**CONSEGNA:**
Riscriva il tratto dell'elenco che va dalla riga contenente "man's face detected." fino alla riga contenente "[0,1,172,204]", sostituendo "detected" con "identified" e lasciando invariato tutto il resto.

---------- MATERIALE DI PARTENZA

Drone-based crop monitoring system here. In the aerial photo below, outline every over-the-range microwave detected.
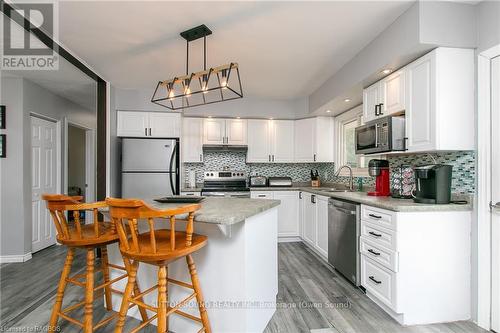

--------------------
---------- MATERIALE DI PARTENZA

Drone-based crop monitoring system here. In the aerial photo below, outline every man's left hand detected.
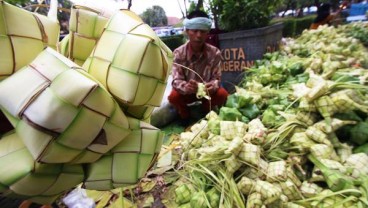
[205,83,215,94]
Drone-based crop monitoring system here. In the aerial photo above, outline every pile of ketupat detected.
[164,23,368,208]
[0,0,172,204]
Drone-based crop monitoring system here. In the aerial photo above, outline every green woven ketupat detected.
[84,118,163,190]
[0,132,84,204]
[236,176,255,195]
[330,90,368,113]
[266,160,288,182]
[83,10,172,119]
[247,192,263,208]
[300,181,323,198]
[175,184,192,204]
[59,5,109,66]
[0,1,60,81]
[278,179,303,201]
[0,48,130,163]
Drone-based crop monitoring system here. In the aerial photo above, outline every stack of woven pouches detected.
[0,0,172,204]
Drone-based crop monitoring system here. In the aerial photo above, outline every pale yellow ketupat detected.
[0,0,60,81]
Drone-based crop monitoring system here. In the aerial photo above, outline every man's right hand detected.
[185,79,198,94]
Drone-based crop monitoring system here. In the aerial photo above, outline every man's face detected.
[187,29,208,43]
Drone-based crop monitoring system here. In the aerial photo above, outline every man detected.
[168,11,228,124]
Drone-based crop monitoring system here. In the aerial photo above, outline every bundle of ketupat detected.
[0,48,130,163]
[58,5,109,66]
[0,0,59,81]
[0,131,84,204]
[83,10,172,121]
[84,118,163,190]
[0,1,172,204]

--------------------

**RISULTATO:**
Drone-based crop monitoring system here. In the aerial photo above, outline every man's face identified.
[187,29,208,43]
Drone-based crop monitoring system here. In the aerial photo above, outline every man identified.
[168,11,228,124]
Drone-based crop monitoring system here. In the aerial photo above, outline every bundle of ketupat identified.
[0,48,130,163]
[58,5,109,66]
[0,0,59,81]
[0,131,84,204]
[83,10,172,121]
[84,118,163,190]
[0,1,172,204]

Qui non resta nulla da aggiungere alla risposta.